■ PROBLEM TO SOLVE ■
In the passage on adoption in India, who has the right to start a family in India?

Being a parent is a blessing. Adopting a child is the most honourable act a person can undertake in his lifetime. Giving a child the love, protection, and comfort that he or she deserves is the equivalent of giving him/her a new life. Adopting a child entails dozens of new obligations that must be met to ensure the child's well-being. Adoption in India is subject to several rules and regulations. There are various legislatures for Adoption in India but none of the rules and laws provides the right to adopt a child to LGBTQ couples. In India, only heterosexual cisgender men and women have the right to start a family. Despite its size and strength, the community has always been subjected to social stigma and discrimination. India is a democratic country but there are still regulations and laws that didn’t give the right of being a parent to the LGBTQ community and consider them incompetent.

■ PROVIDED DATA ■

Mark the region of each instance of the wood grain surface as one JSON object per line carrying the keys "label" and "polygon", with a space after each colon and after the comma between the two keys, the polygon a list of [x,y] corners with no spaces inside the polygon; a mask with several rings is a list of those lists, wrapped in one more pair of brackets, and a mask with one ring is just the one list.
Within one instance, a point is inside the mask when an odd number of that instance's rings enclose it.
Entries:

■ EXERCISE OUTPUT ■
Only heterosexual cisgender men and women.